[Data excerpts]
------------------------------------------------------------------------
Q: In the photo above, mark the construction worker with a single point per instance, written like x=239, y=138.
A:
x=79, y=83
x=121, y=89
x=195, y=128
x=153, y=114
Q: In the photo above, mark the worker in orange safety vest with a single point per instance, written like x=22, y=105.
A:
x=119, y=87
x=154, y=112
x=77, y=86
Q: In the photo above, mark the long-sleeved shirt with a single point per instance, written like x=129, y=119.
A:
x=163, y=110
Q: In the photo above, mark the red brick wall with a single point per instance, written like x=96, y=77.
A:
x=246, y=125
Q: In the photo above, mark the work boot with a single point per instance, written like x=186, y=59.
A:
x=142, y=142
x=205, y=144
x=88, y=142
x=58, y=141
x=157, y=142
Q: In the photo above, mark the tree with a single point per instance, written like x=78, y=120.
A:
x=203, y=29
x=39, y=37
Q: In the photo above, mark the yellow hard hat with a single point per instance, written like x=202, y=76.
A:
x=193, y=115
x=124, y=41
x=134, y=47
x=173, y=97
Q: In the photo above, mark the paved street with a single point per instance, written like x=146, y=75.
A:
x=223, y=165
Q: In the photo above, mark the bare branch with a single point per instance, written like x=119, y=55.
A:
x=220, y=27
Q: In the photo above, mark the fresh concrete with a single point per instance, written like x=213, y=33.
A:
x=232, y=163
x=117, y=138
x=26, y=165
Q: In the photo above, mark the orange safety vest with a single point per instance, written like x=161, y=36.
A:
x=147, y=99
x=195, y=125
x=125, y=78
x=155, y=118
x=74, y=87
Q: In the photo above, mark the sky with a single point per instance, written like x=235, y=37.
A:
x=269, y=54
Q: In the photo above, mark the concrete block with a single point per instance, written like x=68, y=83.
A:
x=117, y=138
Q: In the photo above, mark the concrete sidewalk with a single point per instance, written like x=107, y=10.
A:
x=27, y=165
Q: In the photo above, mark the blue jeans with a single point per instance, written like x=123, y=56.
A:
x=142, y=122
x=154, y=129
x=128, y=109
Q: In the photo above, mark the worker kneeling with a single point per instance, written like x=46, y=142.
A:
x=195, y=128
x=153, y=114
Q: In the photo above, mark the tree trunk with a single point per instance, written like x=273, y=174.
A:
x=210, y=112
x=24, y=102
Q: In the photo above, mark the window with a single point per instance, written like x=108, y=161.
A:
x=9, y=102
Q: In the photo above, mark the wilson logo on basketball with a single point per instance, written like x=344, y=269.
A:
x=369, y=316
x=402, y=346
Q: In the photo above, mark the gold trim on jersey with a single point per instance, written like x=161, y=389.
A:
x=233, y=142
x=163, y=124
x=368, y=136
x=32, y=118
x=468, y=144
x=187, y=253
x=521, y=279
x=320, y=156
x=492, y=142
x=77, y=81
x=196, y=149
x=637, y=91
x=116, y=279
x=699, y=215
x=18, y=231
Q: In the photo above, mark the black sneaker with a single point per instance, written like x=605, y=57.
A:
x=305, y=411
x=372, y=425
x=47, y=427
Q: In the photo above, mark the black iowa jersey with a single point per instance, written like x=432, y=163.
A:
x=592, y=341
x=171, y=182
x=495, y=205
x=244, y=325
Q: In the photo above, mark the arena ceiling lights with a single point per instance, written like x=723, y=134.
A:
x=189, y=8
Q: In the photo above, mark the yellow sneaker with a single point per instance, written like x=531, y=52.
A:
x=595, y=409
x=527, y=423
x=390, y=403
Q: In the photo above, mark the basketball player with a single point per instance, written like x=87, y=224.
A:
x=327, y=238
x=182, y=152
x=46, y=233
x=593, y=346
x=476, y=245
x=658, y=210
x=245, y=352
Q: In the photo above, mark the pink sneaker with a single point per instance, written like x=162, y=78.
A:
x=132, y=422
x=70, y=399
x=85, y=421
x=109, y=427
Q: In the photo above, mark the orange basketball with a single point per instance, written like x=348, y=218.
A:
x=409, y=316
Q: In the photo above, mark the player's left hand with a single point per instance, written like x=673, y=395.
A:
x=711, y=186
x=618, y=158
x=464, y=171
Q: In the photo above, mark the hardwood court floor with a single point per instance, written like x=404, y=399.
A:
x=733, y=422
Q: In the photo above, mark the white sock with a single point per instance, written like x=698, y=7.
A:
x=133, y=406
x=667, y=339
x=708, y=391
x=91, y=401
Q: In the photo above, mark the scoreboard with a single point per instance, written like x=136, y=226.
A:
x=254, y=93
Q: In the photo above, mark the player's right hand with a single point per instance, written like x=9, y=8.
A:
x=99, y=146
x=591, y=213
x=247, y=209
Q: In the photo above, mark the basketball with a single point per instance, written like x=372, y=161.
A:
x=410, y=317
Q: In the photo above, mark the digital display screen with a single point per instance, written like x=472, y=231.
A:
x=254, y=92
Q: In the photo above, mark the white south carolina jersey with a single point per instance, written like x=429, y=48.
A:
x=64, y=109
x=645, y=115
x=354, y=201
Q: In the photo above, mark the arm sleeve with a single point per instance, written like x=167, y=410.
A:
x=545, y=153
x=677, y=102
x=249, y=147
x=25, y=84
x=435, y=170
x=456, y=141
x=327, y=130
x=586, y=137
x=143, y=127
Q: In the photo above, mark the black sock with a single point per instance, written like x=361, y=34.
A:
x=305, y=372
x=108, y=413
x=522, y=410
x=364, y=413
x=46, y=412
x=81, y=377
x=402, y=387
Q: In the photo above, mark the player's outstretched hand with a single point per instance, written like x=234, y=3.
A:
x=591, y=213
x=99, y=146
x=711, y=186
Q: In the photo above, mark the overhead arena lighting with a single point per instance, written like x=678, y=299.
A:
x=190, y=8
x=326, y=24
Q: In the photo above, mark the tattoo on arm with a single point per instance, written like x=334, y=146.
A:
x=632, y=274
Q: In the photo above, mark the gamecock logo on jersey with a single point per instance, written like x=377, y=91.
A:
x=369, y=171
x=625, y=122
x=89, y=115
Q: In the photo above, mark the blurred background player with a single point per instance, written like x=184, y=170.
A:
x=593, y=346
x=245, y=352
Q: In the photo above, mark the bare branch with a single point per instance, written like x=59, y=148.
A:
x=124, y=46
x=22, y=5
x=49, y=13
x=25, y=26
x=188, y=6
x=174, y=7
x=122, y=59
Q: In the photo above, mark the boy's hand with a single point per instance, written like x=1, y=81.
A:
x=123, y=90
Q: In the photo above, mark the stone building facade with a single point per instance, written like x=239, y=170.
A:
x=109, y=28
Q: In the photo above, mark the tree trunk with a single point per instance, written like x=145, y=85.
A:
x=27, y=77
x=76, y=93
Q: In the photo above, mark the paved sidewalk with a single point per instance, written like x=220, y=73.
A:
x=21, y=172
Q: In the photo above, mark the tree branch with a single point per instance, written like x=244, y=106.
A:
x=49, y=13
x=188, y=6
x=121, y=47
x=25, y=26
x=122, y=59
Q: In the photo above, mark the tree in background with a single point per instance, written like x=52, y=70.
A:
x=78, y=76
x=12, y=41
------------------------------------------------------------------------
> Your assignment:
Lines holding the word "sneaker" in the entries above are the ones to pull out. Copy them all.

> Output for this task:
Q: In the photo above, mark the black sneaker with a single point per instance, written like x=605, y=57.
Q: In the photo above, mark the yellow sneaker with a single point per instance, written like x=531, y=52.
Q: In the photo above, mark the pink sneaker with a single point per instance, written like x=162, y=78.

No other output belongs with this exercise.